▶ [Your instructions]: Pick up the governor's column on staying ‘Hawai‘i Strong’ right after its final sentence and write what comes next.

From the governor: Staying ‘Hawai‘i Strong’ for us all

Posted on Oct 3, 2022 in Capitol Connection, Featured, Main

The arrival of the first COVID-19 vaccines in Hawai‘i. Gov. Ige, National Guard personnel and county officials confer about the impact of Kīlauea’s lava on residents.

When we needed it most, when it mattered most, Hawai‘i stepped up. During the past eight years, our community has weathered an unprecedented series of crises: a once-in-a-generation global pandemic, the Kīlauea eruption, hurricanes, floods, wildfires, and fuel contamination at Red Hill. Through it all, Hawai‘i, its leaders and the community – from keiki to kūpuna  – have shown the values that make us strong. This issue of Capitol Connection looks back at all we’ve survived and forward to what we’ve learned for the future.

Q: How are you feeling about the progress of the tax refund distribution?

A: The tax department is working as fast as it can. All of the direct deposit refunds have been processed, and the mailed checks should be distributed by the end of October as we take delivery of the paper stock to print them. I’m excited we’re able to get the refunds into the pockets of hard-working people quicker, thanks to our new tax modernization system.

▶ [Material shown]:
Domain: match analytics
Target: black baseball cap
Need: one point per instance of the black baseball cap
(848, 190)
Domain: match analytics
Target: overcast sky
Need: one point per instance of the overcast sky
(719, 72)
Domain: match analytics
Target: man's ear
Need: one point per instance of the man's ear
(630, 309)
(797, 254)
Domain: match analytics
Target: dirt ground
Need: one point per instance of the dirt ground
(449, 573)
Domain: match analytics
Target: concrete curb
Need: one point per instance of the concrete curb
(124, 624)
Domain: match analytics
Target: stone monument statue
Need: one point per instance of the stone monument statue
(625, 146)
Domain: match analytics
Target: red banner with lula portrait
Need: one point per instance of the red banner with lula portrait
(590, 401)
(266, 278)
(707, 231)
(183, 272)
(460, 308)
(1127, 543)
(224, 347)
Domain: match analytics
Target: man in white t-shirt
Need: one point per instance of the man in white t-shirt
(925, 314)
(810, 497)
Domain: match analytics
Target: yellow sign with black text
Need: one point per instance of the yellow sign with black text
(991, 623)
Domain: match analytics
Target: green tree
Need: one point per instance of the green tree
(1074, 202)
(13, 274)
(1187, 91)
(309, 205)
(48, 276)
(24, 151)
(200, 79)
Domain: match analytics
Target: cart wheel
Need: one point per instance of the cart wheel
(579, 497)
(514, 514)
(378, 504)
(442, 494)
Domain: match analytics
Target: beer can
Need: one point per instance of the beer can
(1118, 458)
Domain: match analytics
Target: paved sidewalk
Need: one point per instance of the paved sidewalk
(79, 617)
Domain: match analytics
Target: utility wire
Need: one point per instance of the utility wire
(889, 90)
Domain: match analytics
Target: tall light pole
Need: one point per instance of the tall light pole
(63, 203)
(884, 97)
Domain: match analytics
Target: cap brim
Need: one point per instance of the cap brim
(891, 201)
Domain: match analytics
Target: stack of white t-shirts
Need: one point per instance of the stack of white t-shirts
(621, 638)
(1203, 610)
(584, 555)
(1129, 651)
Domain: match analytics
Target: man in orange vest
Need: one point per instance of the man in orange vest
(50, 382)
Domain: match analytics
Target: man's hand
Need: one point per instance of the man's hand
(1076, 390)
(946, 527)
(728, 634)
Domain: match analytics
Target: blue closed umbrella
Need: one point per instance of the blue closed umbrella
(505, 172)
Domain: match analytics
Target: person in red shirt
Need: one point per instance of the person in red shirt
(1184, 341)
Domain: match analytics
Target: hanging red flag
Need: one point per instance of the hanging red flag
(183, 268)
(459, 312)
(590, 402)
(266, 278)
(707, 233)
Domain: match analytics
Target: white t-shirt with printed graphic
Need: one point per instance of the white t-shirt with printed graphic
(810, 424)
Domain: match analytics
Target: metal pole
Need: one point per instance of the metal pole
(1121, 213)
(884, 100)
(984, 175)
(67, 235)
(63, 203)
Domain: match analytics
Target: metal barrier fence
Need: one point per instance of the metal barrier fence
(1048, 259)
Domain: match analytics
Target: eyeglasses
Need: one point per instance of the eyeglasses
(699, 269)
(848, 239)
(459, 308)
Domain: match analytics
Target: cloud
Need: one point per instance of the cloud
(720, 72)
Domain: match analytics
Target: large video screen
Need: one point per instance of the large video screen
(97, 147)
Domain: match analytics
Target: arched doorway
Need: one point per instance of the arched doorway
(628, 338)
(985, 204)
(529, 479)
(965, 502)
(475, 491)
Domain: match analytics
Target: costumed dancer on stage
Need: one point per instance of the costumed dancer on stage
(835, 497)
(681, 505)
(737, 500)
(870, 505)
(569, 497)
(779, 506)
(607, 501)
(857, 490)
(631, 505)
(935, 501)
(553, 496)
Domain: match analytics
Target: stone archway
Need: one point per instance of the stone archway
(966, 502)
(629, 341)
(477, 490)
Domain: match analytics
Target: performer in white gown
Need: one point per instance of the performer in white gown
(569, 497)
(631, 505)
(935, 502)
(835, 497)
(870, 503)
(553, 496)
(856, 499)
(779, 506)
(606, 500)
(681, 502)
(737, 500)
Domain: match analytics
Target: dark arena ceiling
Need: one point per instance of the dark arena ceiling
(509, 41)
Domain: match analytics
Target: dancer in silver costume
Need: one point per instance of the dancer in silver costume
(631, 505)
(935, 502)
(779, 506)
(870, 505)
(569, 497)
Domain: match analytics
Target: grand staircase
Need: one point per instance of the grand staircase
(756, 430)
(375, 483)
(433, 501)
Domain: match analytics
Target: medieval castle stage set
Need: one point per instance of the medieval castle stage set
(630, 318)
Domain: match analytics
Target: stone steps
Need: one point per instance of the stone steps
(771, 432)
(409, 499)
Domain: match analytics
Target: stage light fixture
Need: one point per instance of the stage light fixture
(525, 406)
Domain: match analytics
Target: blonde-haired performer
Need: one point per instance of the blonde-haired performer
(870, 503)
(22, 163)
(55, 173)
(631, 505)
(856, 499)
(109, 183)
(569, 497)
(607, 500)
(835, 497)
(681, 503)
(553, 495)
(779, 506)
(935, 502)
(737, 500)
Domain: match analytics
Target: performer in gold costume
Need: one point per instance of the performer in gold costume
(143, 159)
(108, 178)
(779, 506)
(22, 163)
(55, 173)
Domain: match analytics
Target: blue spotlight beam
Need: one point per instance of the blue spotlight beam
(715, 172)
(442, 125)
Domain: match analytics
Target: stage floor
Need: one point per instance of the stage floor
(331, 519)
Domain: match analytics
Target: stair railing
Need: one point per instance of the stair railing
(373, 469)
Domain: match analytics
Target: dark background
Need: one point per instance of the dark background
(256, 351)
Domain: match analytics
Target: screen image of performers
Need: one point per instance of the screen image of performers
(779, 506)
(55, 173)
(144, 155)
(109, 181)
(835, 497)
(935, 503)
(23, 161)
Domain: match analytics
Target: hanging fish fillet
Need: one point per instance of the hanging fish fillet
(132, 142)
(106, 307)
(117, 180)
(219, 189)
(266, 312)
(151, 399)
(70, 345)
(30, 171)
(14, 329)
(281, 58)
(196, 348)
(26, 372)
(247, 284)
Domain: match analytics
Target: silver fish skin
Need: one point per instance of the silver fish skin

▶ [Result for this exercise]:
Q: Why is getting the new COVID-19 bivalent booster so important?

A: We’re moving into this stage where we all need to learn to live with COVID-19. The bivalent booster not only provides protection for early variants but also the most recent ones that have become prevalent. We in Hawai‘i have shown we can be smart about public health recommendations to help slow the spread of the disease.

Q: What have COVID-19 and the other emergencies taught us?

A: The pandemic, hurricanes and other statewide emergencies have highlighted how vulnerable Hawai‘i is because of our geographic isolation and how we have to import so much of what we need. We operate on a “just in time” basis where food and other supplies arrive every week. If there’s any kind of disruption, it has a huge impact on our communities. That’s why sustainability is really about us being more self-reliant so we can produce our own food and generate our own energy instead of relying on imported sources.

Q: What was the hardest decision you’ve had to make during the pandemic?

A: Establishing the travel quarantine we imposed because of its impact on jobs and our economy. In the early days with no vaccines and no treatment, ordering the quarantine was the best public health action we could take to keep our community safe.  At the time, everybody believed this was something that would end in a few months. I don’t think anyone thought three years later we would still be fighting the disease. Now at least we have vaccines, oral therapeutics and know more about how to prevent infection.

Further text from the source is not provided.